[Activity]
There is one span to output from the data below: the lines starting at the line with "Target: dragonfly leg" and ending at the line with "Target: flowering spike". Output it exactly, ends included, nothing more.

[Dataset entries]

--------------------------------------------------

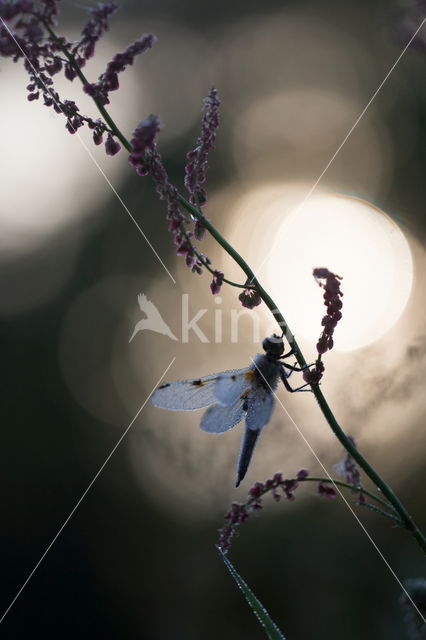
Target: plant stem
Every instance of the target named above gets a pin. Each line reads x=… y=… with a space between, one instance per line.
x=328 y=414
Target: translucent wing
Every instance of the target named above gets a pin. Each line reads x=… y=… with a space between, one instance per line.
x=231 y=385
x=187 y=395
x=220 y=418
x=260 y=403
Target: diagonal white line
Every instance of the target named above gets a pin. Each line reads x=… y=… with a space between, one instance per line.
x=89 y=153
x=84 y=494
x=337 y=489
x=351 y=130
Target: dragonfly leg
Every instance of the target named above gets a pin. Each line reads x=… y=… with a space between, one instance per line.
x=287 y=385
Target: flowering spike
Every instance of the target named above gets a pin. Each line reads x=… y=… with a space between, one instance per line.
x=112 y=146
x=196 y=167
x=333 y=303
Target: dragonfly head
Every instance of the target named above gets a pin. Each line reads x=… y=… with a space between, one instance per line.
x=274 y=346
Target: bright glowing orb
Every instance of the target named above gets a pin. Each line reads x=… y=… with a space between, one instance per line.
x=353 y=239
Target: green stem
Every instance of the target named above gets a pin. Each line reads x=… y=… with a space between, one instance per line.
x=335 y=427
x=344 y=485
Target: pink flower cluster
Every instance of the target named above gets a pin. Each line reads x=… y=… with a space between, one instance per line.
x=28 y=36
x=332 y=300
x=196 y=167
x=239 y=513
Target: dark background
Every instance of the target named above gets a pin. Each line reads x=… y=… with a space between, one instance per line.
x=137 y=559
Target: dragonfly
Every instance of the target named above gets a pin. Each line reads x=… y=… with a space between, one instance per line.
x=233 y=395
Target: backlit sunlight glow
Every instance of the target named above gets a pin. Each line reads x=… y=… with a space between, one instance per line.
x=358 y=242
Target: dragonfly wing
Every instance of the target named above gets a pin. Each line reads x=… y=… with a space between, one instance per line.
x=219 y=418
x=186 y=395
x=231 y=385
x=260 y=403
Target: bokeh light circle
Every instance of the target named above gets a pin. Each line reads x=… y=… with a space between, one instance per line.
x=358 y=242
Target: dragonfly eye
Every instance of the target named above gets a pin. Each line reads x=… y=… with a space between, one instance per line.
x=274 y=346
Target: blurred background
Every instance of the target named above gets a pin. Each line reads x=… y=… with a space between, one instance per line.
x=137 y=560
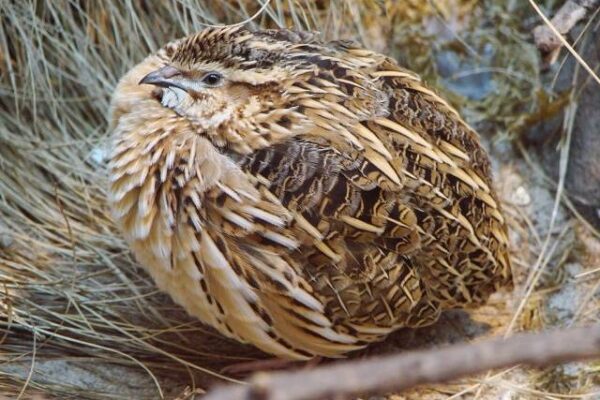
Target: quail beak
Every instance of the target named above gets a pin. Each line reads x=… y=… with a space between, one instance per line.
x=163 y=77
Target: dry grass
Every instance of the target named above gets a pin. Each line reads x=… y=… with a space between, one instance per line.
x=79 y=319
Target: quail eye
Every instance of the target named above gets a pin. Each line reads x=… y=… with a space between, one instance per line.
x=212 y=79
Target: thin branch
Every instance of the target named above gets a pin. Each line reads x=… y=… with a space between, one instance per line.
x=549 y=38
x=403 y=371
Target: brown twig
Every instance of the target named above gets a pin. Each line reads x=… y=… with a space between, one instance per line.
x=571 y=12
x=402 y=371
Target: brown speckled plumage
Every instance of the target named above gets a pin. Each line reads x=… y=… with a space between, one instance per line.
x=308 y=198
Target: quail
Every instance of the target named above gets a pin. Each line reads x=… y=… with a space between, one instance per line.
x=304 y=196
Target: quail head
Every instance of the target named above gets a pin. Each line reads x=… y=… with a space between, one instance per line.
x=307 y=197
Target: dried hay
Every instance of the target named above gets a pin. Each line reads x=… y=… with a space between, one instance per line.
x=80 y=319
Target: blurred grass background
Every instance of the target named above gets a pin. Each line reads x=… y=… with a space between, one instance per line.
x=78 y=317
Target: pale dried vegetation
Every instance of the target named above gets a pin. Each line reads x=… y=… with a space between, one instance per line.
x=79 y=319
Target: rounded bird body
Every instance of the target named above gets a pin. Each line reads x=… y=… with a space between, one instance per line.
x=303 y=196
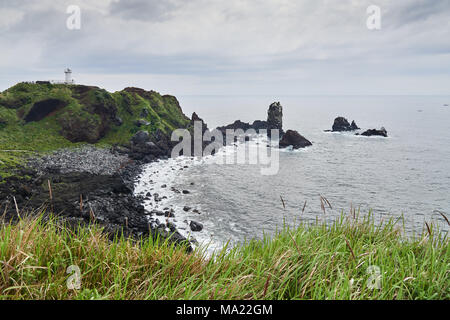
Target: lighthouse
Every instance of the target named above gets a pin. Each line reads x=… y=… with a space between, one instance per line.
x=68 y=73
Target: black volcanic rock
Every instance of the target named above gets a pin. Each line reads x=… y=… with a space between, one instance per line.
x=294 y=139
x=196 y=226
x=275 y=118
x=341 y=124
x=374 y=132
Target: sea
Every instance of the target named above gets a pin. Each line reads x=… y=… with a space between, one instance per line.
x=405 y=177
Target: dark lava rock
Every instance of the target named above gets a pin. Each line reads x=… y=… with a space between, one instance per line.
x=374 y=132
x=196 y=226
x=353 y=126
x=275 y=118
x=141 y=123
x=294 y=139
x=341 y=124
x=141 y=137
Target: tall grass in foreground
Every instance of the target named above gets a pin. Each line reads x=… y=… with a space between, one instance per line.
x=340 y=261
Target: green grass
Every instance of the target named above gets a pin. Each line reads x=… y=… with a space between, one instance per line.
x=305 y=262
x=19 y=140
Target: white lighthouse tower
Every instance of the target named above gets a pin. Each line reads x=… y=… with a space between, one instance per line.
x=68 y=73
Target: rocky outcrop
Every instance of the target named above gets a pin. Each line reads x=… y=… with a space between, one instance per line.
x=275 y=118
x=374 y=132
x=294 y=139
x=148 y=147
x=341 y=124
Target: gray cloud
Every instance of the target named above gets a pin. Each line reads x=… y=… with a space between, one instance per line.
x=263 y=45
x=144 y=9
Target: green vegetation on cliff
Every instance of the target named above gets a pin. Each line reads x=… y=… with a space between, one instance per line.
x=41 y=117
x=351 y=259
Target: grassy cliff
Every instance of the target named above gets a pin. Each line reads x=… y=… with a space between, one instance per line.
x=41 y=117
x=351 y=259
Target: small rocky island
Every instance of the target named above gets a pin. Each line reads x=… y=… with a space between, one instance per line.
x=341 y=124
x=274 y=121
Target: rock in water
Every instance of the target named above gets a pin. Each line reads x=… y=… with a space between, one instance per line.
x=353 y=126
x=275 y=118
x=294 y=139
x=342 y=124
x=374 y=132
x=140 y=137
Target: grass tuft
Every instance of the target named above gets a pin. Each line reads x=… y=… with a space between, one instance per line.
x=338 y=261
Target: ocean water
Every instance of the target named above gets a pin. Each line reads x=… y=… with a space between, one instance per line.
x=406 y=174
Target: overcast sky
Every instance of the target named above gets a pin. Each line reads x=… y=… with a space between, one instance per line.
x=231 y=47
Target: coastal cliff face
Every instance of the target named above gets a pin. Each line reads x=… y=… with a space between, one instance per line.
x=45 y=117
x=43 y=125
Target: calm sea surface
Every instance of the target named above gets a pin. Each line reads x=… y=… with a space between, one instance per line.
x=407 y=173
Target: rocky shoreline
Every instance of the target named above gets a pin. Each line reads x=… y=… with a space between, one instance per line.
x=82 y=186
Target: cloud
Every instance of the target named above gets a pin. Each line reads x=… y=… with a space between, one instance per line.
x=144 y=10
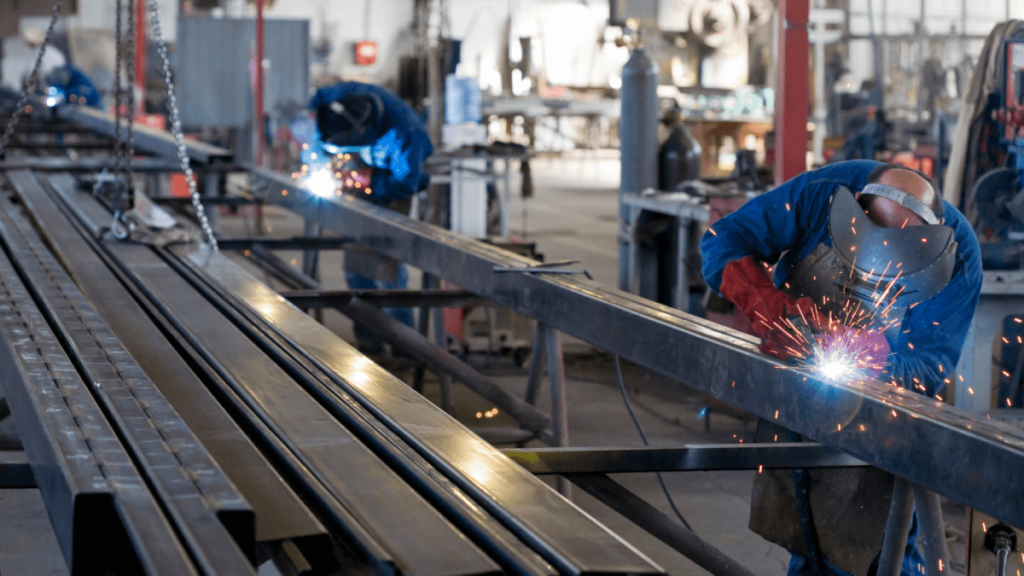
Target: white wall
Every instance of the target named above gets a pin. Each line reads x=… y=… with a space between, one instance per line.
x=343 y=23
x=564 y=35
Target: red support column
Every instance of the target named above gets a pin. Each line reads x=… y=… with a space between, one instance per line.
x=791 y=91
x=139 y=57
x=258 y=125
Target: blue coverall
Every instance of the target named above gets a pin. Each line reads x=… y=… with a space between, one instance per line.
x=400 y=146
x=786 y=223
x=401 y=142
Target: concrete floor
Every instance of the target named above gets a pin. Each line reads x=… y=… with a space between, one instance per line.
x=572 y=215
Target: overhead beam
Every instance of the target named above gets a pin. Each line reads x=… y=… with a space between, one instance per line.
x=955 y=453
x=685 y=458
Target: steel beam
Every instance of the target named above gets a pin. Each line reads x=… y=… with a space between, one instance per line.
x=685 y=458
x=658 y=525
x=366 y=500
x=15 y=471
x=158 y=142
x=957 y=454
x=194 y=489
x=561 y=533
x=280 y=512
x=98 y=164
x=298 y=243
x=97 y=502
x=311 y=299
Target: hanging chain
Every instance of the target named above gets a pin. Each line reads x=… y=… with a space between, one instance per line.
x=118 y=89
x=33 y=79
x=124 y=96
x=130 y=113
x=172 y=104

--------------------------------------------------

[Written solution]
Target: dragonfly leg
Every instance of the target named above gets a pin. Each line reads x=… y=… with a space between, one instance per line.
x=287 y=385
Target: flowering spike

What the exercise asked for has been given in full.